■ Instrucción A
Indica si cada una de estas afirmaciones concuerda con el fragmento sobre el cardenal Jaime Ortega: (i) Ortega murió el 26 de julio de 2019; (ii) Ortega consiguió el liderazgo natural de monseñor Adolfo Rodríguez; (iii) la iglesia protestó públicamente ante las autoridades por los episodios de la Embajada del Perú. Responde sí o no a cada una y cita textualmente las palabras del fragmento que lo deciden.
■ Instrucción B
Retoma el fragmento sobre el cardenal Jaime Ortega a partir de su última oración y continúa su redacción.

■ Fragmento del documento
---------------
Jaime Ortega Alamino (18 de julio de 1936 – 26 de julio de 2019) fue el cardenal que hizo lo posible en uno de los períodos más complicados de la historia cubana y aunque nunca consiguió el liderazgo natural de monseñor Adolfo Rodríguez y fue engañado por Raúl Castro, logró consolidar la visibilidad e influencia de la Iglesia Católica en un escenario a veces hostil, siempre precario y de recelos mutuos.
Ortega inició su mandato como Arzobispo de La Habana con los trágicos episodios de la Embajada del Perú, la rátzia maoísta que desencadenó el castrismo contra los que huían del paraíso oral y el éxodo del Mariel; circunstancias que provocaron una protesta privada, pero contundente de la iglesia frente a las autoridades; y acabó su mandato frustrado por el desembullo Obama y la decepción de sentirse engañado por Raúl Castro Ruz.
Pero reducir su misión pastoral y política a tales hitos, sería injusto con el catolicismo cubano y con el cardenal que acaba de fallecer, pues en la Cuba castrista ser católico ha sido duro y Ortega no debía atender solo a los reclamos de sus obispos y feligreses, sino también a las señales de Roma, de sus pares latinoamericanos y de una dictadura que transitó del ateísmo al laicismo en una reunión, pero que siempre receló de las sotanas.
---------------
■ Datos proporcionados
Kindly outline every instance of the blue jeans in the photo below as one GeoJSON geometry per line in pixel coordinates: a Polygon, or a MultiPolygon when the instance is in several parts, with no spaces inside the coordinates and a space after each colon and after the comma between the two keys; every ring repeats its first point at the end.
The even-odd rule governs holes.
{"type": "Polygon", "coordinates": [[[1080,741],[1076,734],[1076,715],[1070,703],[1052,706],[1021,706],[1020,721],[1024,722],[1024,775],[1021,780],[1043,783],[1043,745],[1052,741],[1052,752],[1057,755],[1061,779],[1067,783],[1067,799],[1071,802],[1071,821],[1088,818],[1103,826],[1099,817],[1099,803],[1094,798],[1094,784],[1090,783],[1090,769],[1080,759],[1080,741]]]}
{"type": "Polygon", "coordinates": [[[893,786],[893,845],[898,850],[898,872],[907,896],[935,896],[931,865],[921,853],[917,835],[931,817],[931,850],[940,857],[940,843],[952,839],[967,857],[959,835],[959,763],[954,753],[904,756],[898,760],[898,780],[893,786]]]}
---------------
■ Resultado A
(i) Sí: «(18 de julio de 1936 – 26 de julio de 2019)».
(ii) No: «nunca consiguió el liderazgo natural de monseñor Adolfo Rodríguez».
(iii) No: «provocaron una protesta privada, pero contundente de la iglesia frente a las autoridades».

■ Resultado B
El liderazgo de Ortega en la Iglesia Católica coincidió con el período más difícil del castrismo que no volvió a ser el mismo desde la pérdida de fe popular a partir de Mariel y que ha ido profundizando su crisis de identidad y popularidad desde entonces y hasta la fecha.
La iglesia católica latinoamericana, estremecida por la pobreza de la mayoría de sus feligreses, apostó en Medellín y Puebla por un enfoque más apegado a los problemas de la región, con la excepción de Cuba a quien veían como el paraíso de los pobres, aunque conocían que el castrismo había prácticamente desguazado a la iglesia en la isla, que sobrevivió a duras penas entre 1960 y 1980, cuando los obispos Rodríguez, Siro, Meurice, y Prego, entre otros, consiguieron resituar el catolicismo residual y empezar a crecer sin parar hasta nuestros días.
Adolfo Rodríguez, obispo de Camagüey, fue el líder natural de la jerarquía católica cubana en todos esos años por su capacidad de resistencia frente a la barbarie comunista, su solidez intelectual y doctrinal y por su capacidad de aglutinar a los “duros” como Meurice, Prego y Siro con “moderados” como Ortega, de Céspedes o Petit; pero el Vaticano sabía que el arzobispo de La Habana podría avanzar más en un camino de normalización acompañado por el camagüeyano, que invertir los términos.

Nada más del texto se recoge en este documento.